* START Records for this exercise *

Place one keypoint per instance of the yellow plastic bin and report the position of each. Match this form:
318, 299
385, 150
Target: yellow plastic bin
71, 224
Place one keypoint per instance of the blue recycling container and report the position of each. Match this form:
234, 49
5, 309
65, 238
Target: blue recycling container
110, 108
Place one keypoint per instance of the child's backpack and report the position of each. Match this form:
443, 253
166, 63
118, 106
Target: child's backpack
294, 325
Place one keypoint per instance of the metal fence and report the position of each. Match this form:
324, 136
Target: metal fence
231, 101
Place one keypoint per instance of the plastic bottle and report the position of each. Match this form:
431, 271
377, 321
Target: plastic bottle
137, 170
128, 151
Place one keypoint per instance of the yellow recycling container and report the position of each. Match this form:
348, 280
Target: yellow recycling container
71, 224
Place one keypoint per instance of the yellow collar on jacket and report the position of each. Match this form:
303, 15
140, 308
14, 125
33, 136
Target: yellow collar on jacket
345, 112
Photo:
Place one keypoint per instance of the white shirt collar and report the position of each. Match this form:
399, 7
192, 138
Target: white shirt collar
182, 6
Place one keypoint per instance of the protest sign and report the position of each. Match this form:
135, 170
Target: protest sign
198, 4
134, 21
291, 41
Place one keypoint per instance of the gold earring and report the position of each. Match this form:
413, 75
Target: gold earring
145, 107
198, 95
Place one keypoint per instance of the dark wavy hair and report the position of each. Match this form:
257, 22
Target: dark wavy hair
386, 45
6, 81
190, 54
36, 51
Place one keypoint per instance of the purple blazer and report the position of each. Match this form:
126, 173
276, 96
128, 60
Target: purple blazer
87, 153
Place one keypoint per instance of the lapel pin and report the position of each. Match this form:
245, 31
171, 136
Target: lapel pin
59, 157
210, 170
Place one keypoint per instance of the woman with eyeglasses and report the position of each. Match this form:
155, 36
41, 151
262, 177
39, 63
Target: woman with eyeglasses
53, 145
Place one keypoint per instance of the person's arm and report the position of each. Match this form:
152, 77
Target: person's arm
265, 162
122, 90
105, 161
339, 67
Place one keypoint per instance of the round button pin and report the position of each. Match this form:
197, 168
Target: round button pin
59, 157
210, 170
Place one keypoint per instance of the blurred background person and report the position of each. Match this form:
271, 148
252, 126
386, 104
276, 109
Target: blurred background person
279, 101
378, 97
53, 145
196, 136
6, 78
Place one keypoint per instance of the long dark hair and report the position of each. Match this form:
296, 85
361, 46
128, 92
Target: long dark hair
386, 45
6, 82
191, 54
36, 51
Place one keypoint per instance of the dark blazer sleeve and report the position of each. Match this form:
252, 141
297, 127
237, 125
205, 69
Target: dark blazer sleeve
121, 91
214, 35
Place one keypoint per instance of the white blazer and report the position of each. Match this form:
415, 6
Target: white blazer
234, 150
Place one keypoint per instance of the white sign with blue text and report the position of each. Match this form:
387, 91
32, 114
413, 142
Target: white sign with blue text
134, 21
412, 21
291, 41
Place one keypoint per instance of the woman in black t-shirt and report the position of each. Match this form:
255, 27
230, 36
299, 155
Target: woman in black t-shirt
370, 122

* END Records for this exercise *

| Given problem |
Return exactly the lines from the one containing "Place one keypoint per instance of the purple" to the last line of the data, and nothing more.

| Written solution |
Place one keypoint per instance of the purple blazer and report the position of each. Match this form:
126, 173
276, 96
128, 60
Target: purple blazer
87, 153
Place one keypoint per instance of the lapel pin and report the position of each. Match this form:
245, 31
171, 136
Target: lapel pin
59, 157
210, 170
Place one keypoint per instance of the woman with eyeglasses and report the position of each. Match this form:
155, 36
41, 151
262, 177
39, 63
Target: woman with eyeglasses
53, 145
Place one keypoint per instance of the person's arm and report the position of each. Match this form:
152, 77
Target: person's arm
265, 162
122, 90
105, 161
339, 67
Place one keypoint per instance of the round button pin and report the position of each. Match this form:
197, 168
Target: round button pin
59, 157
210, 170
Place one keypoint per instance of the blurred background person and report the position of each. Match this form:
271, 148
252, 126
386, 104
276, 109
Target: blurred background person
279, 101
378, 97
53, 145
196, 136
6, 78
Place one keypoint per instance of the long dark hair and report the position of each. Match this form:
296, 85
361, 46
128, 92
Target: long dark hair
386, 45
6, 82
191, 54
36, 51
Place one keypoint per instance of the dark blazer sleeve and report the position of each. Match this form:
252, 141
297, 127
237, 125
205, 69
Target: dark blazer sleeve
121, 91
214, 35
Place one keypoint per instance of the white blazer and report the position of each. Match this form:
415, 6
Target: white blazer
234, 150
Place one keypoint per instance of the white sign with blue text and report the position of each. Match this form:
387, 91
32, 114
413, 142
Target: white sign with blue text
134, 21
412, 21
291, 41
Place one keypoint per instance of the woman in black t-shirt and report the position of each. Match this form:
255, 27
230, 36
299, 155
Target: woman in black t-shirt
370, 122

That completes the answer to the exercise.